**Tasks and exercises**
A. Copy the passage of the Squid post from "In a worst case" up to and including "other programs.", switching "security" to "privacy".
B. According to the Squid post, what does the cache see, and not see, with transparent proxying?

**Supplied text**
++++++++

Re: Cisco Cache Director (Was RE: Does Squid beat the rest? )

From: Gregory Maxwell <>
Date: Sat, 20 Sep 1997 18:52:16 -0400 (EDT)

You can do this with Linux and Squid.. It's called transparent proxing,
unfortuantly there is a rather BIG problem with this, The cache only sees
the IP and not the URL, so it severly reduces hit rate.. Some people on
this list use Transparent proxying, they can tell you how it works..

But, it does work, and no cisco router is required.. 24gigs is probably
required for any kind of good hitrate in this situation..

I really think this kind of transparent approach is half-assed, no one has
a problem setting up mailhosts, users can just cope and admins can block
port 80.

If you want transparency then someone should encourage the addition of
caches as a DNS field..

In a worst case situation you can send a ICP request to the network
brodcast address, port 3128. (Though this can be bad for security

BTW- Last time I looked Ciscos web page included some flat lies regarding
other programs.

++++++++

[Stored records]
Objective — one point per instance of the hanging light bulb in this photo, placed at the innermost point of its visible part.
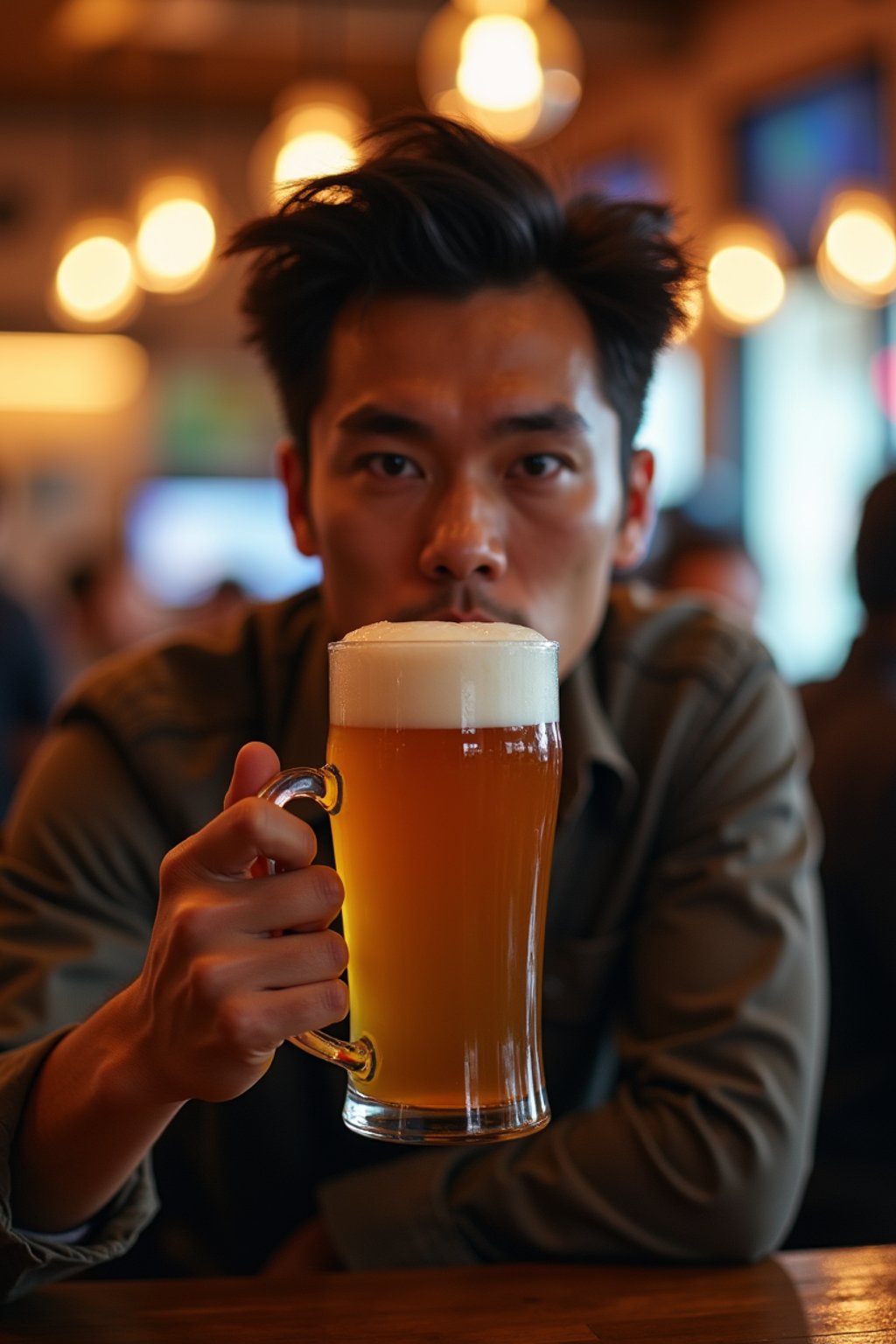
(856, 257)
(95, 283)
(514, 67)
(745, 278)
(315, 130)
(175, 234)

++++++++

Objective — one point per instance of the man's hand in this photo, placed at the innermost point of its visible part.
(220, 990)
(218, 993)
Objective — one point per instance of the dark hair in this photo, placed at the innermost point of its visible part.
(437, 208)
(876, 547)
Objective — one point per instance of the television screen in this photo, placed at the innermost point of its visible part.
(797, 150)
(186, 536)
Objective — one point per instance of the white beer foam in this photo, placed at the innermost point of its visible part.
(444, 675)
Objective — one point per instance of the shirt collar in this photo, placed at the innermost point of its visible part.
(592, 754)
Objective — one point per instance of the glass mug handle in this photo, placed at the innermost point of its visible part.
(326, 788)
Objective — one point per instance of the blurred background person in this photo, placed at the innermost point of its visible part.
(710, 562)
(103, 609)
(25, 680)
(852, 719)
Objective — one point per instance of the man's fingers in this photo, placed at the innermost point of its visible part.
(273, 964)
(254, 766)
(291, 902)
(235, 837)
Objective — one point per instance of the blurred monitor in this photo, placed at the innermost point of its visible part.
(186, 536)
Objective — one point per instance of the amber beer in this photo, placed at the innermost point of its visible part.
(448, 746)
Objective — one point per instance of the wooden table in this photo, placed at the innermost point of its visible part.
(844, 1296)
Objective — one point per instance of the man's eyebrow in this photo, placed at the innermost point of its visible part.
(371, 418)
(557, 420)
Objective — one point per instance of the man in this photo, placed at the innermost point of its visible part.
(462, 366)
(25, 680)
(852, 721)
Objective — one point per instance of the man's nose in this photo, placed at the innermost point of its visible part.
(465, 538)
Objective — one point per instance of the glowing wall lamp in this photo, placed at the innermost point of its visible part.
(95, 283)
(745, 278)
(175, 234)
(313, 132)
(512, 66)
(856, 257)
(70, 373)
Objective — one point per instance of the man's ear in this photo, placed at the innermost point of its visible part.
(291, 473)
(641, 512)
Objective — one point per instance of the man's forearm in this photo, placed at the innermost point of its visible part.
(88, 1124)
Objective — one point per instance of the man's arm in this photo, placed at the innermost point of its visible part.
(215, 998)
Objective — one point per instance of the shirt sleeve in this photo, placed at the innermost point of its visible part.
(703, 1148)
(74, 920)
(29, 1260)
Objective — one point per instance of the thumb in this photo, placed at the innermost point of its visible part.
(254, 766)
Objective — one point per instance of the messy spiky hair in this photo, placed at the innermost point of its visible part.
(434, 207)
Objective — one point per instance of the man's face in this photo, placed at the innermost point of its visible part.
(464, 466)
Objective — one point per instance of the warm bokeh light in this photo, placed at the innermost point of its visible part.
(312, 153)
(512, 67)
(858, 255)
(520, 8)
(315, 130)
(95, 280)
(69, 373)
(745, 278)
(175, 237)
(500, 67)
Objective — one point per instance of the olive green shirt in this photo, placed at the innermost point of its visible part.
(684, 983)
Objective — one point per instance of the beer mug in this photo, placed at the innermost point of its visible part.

++++++++

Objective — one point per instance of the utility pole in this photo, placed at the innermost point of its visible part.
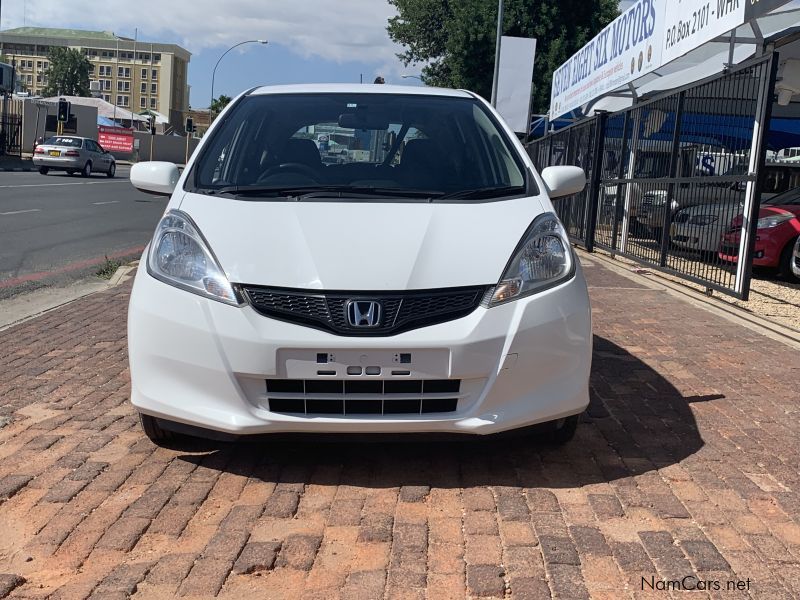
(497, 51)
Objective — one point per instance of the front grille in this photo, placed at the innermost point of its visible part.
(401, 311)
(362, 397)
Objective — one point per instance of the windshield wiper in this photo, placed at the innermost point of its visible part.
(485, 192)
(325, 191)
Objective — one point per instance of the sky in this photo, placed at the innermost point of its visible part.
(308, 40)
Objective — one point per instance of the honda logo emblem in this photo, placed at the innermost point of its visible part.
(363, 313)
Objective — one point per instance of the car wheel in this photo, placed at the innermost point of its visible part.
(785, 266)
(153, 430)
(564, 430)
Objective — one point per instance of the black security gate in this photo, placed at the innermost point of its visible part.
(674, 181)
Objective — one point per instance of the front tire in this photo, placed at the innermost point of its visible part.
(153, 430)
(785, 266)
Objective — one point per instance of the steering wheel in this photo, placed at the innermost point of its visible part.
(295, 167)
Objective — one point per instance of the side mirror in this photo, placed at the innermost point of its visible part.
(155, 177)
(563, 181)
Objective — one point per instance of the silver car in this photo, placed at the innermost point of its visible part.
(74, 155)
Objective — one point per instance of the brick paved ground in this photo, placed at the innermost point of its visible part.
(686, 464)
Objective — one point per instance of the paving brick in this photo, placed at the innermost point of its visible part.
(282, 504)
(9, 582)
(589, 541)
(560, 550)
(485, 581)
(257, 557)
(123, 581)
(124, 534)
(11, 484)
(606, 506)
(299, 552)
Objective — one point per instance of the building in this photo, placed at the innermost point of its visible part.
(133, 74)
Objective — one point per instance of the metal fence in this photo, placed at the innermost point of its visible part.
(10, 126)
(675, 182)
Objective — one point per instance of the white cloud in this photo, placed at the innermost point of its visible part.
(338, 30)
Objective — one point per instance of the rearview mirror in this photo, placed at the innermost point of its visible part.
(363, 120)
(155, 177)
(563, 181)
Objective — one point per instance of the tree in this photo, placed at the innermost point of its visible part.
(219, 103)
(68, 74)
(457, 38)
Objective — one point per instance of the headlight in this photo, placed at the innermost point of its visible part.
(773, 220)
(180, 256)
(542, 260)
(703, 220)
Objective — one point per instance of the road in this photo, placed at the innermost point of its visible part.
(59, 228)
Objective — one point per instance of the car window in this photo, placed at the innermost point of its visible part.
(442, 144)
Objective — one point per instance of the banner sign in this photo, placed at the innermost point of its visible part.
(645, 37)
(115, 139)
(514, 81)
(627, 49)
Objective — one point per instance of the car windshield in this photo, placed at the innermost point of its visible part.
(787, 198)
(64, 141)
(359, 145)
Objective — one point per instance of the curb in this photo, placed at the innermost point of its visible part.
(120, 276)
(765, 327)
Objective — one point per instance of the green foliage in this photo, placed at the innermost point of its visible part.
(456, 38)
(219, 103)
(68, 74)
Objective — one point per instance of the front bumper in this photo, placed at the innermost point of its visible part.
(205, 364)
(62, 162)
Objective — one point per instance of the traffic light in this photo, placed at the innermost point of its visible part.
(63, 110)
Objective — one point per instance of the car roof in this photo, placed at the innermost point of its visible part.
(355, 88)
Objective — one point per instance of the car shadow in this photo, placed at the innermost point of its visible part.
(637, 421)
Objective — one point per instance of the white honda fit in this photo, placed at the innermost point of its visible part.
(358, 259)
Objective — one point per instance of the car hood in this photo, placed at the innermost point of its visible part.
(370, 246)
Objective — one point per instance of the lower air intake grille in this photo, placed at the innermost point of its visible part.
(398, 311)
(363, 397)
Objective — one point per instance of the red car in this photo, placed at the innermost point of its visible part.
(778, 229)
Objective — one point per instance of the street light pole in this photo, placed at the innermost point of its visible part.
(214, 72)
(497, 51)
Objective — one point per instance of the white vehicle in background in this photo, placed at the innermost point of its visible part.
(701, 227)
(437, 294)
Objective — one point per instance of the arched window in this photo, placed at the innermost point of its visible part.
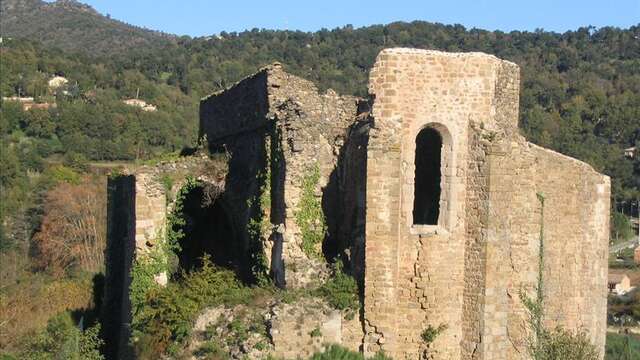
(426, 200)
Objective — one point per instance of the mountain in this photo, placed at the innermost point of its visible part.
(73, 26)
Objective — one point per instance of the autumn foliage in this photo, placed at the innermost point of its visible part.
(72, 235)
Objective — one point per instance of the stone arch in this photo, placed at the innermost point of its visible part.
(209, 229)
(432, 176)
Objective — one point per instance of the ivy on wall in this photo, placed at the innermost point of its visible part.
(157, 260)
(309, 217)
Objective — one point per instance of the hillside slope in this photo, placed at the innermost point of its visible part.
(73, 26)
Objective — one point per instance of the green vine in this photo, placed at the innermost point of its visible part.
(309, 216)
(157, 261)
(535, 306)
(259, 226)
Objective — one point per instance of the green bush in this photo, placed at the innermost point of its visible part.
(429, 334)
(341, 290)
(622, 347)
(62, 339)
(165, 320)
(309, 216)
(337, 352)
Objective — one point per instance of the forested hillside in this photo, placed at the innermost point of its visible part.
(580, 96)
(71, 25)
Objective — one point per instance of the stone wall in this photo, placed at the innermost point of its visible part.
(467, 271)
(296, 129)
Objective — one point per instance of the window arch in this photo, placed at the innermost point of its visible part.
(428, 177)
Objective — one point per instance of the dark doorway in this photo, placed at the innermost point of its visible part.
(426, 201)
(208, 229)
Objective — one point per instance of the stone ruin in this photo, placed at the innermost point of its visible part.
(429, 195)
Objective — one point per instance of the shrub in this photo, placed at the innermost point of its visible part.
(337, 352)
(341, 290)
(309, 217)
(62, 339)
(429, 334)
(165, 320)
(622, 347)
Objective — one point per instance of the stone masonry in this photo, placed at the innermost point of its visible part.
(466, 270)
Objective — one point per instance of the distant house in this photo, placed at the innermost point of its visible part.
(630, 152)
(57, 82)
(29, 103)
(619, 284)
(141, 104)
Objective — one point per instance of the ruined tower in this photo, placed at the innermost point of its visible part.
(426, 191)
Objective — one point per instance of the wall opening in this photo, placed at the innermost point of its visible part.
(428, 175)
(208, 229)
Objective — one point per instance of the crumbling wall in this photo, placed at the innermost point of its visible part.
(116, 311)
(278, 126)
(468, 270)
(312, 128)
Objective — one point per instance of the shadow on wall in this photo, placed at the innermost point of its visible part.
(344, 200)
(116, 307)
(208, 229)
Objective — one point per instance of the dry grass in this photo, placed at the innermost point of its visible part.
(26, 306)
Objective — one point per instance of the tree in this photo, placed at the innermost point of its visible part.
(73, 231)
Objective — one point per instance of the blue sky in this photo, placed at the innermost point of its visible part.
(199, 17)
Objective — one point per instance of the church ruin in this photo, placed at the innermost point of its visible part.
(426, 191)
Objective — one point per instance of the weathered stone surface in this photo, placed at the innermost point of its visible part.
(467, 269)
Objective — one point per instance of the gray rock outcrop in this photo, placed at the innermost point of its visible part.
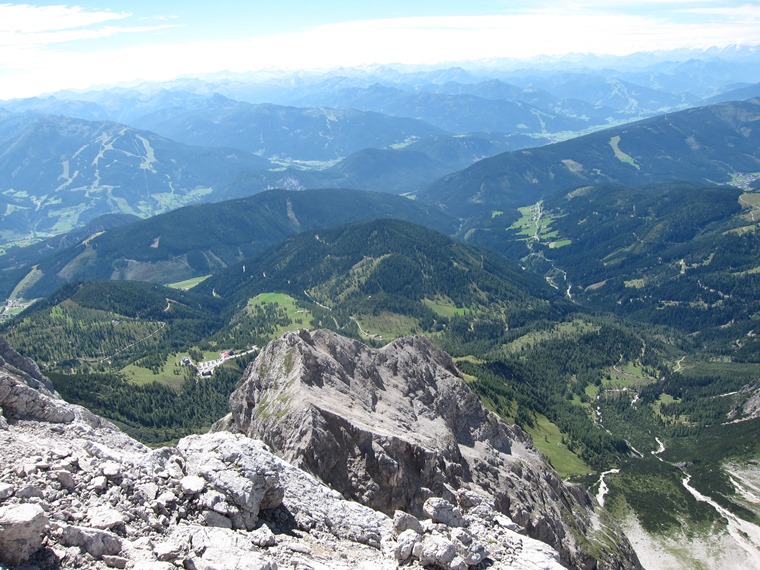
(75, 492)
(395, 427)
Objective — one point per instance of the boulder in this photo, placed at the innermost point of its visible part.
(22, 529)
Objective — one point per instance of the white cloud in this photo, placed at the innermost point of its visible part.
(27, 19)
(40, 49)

++++++++

**Answers to each task**
A.
In a worst case situation you can send a ICP request to the network
brodcast address, port 3128. (Though this can be bad for privacy

BTW- Last time I looked Ciscos web page included some flat lies regarding
other programs.

B. It sees only the IP and not the URL.